Challenge:
Rewrite only the lines from the one containing "item: jockey in white silks" through the one containing "[318,169,430,188]", both included, keeping every item line as it is and multiplying each box coordinate by 1.2, rounded to a whole number with halves going up.

Provided records:
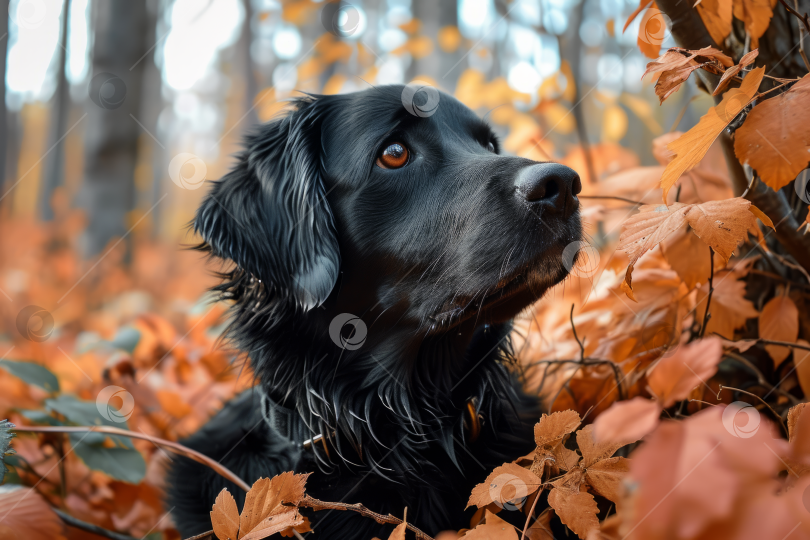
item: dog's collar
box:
[257,389,483,459]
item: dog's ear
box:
[194,97,340,310]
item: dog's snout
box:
[515,163,582,215]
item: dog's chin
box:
[428,267,568,334]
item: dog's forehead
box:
[321,85,489,146]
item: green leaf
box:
[0,420,14,484]
[17,409,65,426]
[70,433,146,484]
[45,395,135,449]
[0,360,59,393]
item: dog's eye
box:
[377,143,408,169]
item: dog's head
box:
[195,86,581,333]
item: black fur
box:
[167,86,581,540]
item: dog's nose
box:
[515,163,582,216]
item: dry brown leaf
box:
[241,508,304,540]
[211,488,239,540]
[695,270,759,337]
[759,295,799,366]
[239,472,309,539]
[0,484,66,540]
[647,337,723,408]
[697,0,732,45]
[548,487,599,539]
[662,229,722,289]
[463,511,518,540]
[712,49,759,96]
[787,400,810,442]
[636,2,667,58]
[577,424,636,469]
[593,396,662,441]
[388,522,408,540]
[526,508,555,540]
[466,463,543,508]
[622,0,652,34]
[734,72,810,191]
[534,410,581,447]
[641,47,733,103]
[585,457,630,503]
[793,339,810,399]
[661,67,765,202]
[616,197,761,300]
[732,0,777,49]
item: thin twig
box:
[700,246,714,337]
[520,489,542,540]
[298,496,433,540]
[53,508,136,540]
[577,195,647,206]
[570,304,585,362]
[13,426,250,491]
[717,385,789,437]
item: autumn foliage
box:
[0,0,810,540]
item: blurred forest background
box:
[0,0,810,540]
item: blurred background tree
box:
[0,0,711,257]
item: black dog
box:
[167,86,581,540]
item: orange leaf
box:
[0,486,66,540]
[647,337,723,408]
[793,339,810,400]
[734,75,810,191]
[636,2,669,58]
[534,410,581,447]
[463,510,518,540]
[732,0,776,49]
[240,472,308,539]
[697,0,732,45]
[548,487,599,539]
[759,296,799,367]
[585,457,630,503]
[661,67,765,203]
[712,49,759,96]
[467,463,543,508]
[211,488,239,540]
[577,424,637,469]
[593,396,661,441]
[437,26,461,53]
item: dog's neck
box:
[217,272,515,471]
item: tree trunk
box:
[39,0,70,220]
[79,0,152,257]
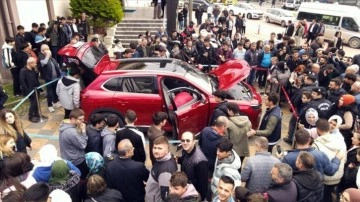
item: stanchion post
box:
[34,87,48,123]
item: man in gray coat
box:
[59,109,89,179]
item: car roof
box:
[103,58,200,75]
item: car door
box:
[113,76,162,127]
[161,77,210,139]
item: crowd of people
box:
[0,1,360,202]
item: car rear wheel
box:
[281,20,286,27]
[349,37,360,48]
[265,17,270,23]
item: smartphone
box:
[276,145,281,154]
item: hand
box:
[246,129,256,137]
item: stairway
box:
[114,18,166,48]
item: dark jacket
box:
[178,146,208,201]
[106,158,149,202]
[199,126,222,172]
[209,100,228,126]
[115,126,146,163]
[293,169,323,202]
[20,67,40,96]
[256,105,282,144]
[85,189,124,202]
[50,171,82,202]
[282,148,340,176]
[85,125,103,156]
[266,181,297,202]
[147,125,165,165]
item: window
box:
[103,78,121,91]
[121,77,157,94]
[341,17,359,32]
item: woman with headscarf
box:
[331,94,358,149]
[49,160,82,202]
[0,109,31,153]
[33,144,81,183]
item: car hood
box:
[58,42,110,74]
[210,60,250,90]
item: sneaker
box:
[53,101,61,108]
[29,117,40,123]
[48,107,55,113]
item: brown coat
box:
[227,115,251,156]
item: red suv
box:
[59,41,261,138]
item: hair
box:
[216,137,234,152]
[215,116,228,127]
[301,91,311,99]
[274,163,292,183]
[316,119,330,132]
[213,90,227,100]
[170,171,188,187]
[226,102,240,114]
[0,134,15,159]
[24,182,50,202]
[247,193,268,202]
[297,151,315,169]
[1,187,24,202]
[0,109,24,140]
[117,139,133,156]
[295,129,310,145]
[255,137,269,151]
[125,109,137,123]
[330,78,341,86]
[90,113,105,126]
[106,114,120,127]
[219,175,235,187]
[154,136,169,145]
[152,112,168,125]
[86,174,107,196]
[69,108,85,119]
[268,93,279,105]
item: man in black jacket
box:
[292,151,324,202]
[105,139,149,202]
[20,57,40,123]
[115,110,146,163]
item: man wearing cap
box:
[308,87,331,119]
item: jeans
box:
[45,80,59,107]
[179,21,184,30]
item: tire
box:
[265,17,270,23]
[349,37,360,48]
[246,13,252,19]
[281,20,286,27]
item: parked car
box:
[59,43,262,138]
[227,3,264,19]
[264,8,295,27]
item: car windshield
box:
[176,61,218,93]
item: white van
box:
[297,2,360,48]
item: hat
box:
[235,186,250,200]
[329,115,342,128]
[340,94,355,106]
[312,87,326,95]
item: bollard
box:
[34,87,48,123]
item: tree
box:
[70,0,124,31]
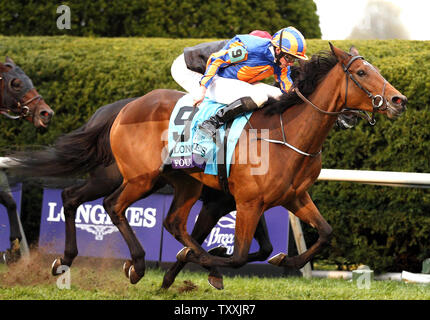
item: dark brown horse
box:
[105,45,407,283]
[0,57,54,263]
[6,98,272,289]
[0,57,54,128]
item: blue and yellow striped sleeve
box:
[200,41,248,88]
[274,67,293,93]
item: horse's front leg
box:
[268,192,332,269]
[162,189,236,289]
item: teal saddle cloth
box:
[168,94,252,177]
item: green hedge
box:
[0,36,430,271]
[0,0,321,38]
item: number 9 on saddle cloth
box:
[168,94,252,177]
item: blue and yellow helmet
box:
[271,27,309,60]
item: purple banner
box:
[39,189,166,261]
[162,201,289,263]
[0,183,22,251]
[39,189,289,262]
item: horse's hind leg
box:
[0,191,22,263]
[268,192,332,269]
[103,172,158,284]
[161,195,228,289]
[163,170,205,254]
[51,166,122,276]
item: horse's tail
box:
[8,113,117,177]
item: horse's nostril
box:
[391,96,408,107]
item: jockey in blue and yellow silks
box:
[194,27,308,136]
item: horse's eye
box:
[11,79,22,90]
[357,70,366,77]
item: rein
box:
[251,56,387,157]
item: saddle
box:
[166,95,252,193]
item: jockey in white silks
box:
[172,27,308,137]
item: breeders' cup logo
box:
[204,211,236,254]
[46,202,157,241]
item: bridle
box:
[292,56,388,126]
[0,64,43,120]
[258,55,388,157]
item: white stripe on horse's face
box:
[363,60,385,80]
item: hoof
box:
[128,265,145,284]
[51,258,63,277]
[208,276,224,290]
[208,246,228,258]
[161,276,174,290]
[267,252,287,266]
[122,260,133,278]
[176,247,192,262]
[0,252,7,264]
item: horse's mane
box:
[264,51,337,115]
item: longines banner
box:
[0,183,22,251]
[39,189,289,262]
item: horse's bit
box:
[0,63,42,119]
[259,56,387,157]
[298,56,387,126]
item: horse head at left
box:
[0,57,54,128]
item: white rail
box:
[318,169,430,188]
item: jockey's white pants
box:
[171,54,282,107]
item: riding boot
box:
[199,97,258,138]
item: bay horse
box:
[6,93,272,289]
[103,43,407,283]
[0,57,54,263]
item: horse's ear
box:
[6,56,15,66]
[329,42,350,61]
[349,46,359,56]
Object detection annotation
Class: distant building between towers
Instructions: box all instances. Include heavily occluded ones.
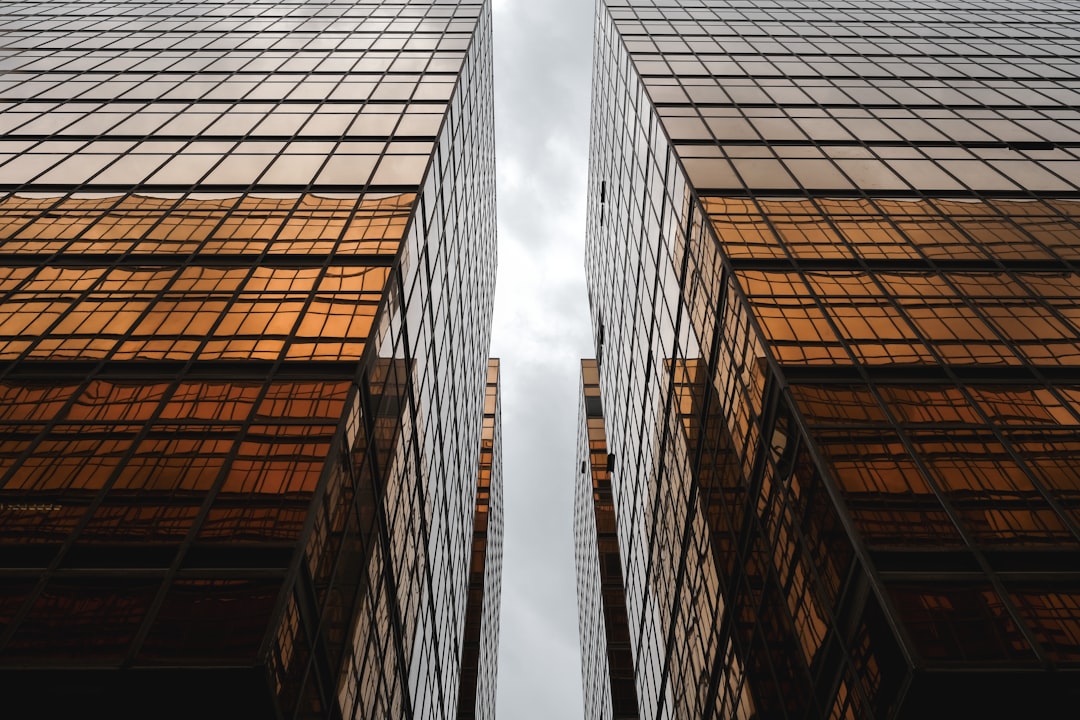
[0,0,502,720]
[575,0,1080,720]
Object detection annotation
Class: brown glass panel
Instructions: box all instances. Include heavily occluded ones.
[139,579,282,665]
[889,583,1036,665]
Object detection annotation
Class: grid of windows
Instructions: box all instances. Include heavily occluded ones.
[0,0,498,719]
[573,359,638,720]
[579,0,1080,720]
[457,357,503,720]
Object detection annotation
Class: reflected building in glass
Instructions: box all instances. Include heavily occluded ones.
[0,0,501,720]
[576,0,1080,720]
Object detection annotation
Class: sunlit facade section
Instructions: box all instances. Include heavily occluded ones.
[0,0,496,720]
[457,357,503,720]
[579,0,1080,720]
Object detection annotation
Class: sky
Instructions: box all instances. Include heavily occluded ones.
[491,0,593,720]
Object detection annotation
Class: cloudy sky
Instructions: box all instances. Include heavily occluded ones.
[491,0,593,720]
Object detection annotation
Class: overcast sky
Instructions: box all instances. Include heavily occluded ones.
[491,0,593,720]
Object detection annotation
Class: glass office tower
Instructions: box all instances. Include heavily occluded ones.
[0,0,496,719]
[576,0,1080,719]
[458,357,502,720]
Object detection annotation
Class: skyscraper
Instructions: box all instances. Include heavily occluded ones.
[576,0,1080,720]
[0,0,501,719]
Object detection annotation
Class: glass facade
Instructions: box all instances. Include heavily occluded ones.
[458,357,503,720]
[573,359,638,720]
[0,0,497,719]
[578,0,1080,719]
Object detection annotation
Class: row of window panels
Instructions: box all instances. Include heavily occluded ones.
[659,106,1080,146]
[812,430,1080,549]
[3,18,473,39]
[608,16,1076,41]
[0,576,282,667]
[5,31,472,52]
[0,140,433,189]
[9,0,483,19]
[2,422,336,492]
[791,383,1080,432]
[735,269,1080,304]
[678,145,1080,194]
[0,193,416,254]
[0,498,318,544]
[0,264,390,295]
[754,303,1080,367]
[623,33,1080,62]
[0,297,377,361]
[0,50,464,74]
[888,582,1080,667]
[705,207,1080,263]
[643,77,1080,109]
[608,0,1062,16]
[0,103,446,139]
[0,73,457,103]
[634,53,1080,80]
[0,380,350,432]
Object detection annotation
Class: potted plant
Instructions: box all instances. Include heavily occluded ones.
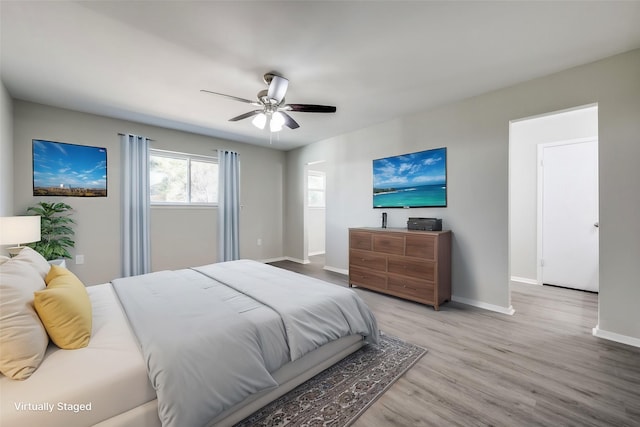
[27,202,75,261]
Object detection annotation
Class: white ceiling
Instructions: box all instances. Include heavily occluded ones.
[0,0,640,150]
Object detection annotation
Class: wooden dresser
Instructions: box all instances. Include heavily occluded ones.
[349,228,451,310]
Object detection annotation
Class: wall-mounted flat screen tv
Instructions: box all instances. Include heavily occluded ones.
[32,139,107,197]
[373,147,447,208]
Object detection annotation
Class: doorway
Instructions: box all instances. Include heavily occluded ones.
[538,138,599,292]
[509,104,599,296]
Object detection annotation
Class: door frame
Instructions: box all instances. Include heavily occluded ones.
[536,136,600,289]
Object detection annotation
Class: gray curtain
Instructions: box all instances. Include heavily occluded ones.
[120,135,151,277]
[218,150,240,261]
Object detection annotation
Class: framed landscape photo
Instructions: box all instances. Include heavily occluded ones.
[32,139,107,197]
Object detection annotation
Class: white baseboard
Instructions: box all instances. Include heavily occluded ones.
[284,256,311,264]
[451,295,516,316]
[258,256,286,264]
[511,276,540,285]
[593,325,640,347]
[324,265,349,276]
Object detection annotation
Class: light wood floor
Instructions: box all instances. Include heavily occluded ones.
[273,258,640,427]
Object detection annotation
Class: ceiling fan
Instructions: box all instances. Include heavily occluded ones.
[200,72,336,132]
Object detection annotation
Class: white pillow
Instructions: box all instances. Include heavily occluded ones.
[0,248,50,380]
[11,246,51,279]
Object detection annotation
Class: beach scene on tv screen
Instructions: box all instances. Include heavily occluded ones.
[33,139,107,197]
[373,148,447,208]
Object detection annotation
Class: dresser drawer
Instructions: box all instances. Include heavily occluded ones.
[387,274,434,304]
[349,231,372,251]
[349,265,387,290]
[387,256,436,282]
[349,249,387,271]
[404,234,436,261]
[373,233,404,255]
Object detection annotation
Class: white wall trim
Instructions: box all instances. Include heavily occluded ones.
[593,325,640,347]
[324,265,349,276]
[511,276,542,286]
[451,295,516,316]
[284,256,311,264]
[258,256,286,264]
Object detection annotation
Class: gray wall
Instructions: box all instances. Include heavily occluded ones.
[285,50,640,339]
[0,82,14,216]
[9,101,285,284]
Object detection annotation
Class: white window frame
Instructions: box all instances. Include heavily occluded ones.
[307,170,327,209]
[149,148,218,207]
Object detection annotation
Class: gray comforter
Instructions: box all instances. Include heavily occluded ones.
[195,260,378,360]
[113,260,378,427]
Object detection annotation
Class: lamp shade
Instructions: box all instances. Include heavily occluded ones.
[0,215,40,245]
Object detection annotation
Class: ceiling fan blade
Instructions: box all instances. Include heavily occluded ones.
[200,89,260,106]
[280,111,300,129]
[229,110,262,122]
[283,104,336,113]
[267,75,289,104]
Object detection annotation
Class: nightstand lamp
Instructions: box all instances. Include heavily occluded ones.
[0,215,40,257]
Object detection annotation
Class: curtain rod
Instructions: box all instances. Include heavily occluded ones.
[118,132,155,142]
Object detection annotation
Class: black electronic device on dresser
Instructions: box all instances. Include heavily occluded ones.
[407,217,442,231]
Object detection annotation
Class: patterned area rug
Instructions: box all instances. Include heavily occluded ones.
[235,335,427,427]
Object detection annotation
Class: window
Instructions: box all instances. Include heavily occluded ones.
[149,150,218,205]
[307,171,325,208]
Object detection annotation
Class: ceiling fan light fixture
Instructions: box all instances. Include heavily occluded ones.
[269,111,284,132]
[251,113,267,129]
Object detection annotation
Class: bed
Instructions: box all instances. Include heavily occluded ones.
[0,254,378,427]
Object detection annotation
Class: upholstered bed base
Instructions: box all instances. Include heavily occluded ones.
[96,335,364,427]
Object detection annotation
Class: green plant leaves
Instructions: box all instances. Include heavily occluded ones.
[27,202,75,260]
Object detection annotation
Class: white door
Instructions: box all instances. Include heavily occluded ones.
[539,139,599,292]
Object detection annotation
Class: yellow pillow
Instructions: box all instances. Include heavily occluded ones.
[33,265,92,350]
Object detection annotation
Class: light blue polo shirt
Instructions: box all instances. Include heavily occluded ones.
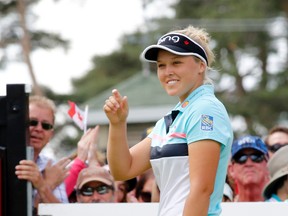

Finished task:
item: jockey in white silks
box:
[206,32,370,164]
item: breeders' cup logo
box:
[245,253,283,305]
[55,242,188,289]
item: bridle
box:
[350,67,466,151]
[0,77,52,144]
[310,66,466,188]
item: white stripe on horse's face
box:
[436,72,462,96]
item: hoof
box:
[154,318,174,341]
[61,310,76,332]
[250,331,269,348]
[250,295,274,310]
[193,331,209,348]
[320,302,344,319]
[146,312,160,334]
[211,296,230,314]
[0,302,8,317]
item: horse's mane
box:
[317,61,404,138]
item: longines banner
box:
[0,220,26,301]
[47,227,347,314]
item: horse's bit
box:
[0,76,50,143]
[311,67,464,188]
[358,67,464,151]
item: horse head at left
box:
[0,68,65,154]
item: white rail
box:
[382,203,516,226]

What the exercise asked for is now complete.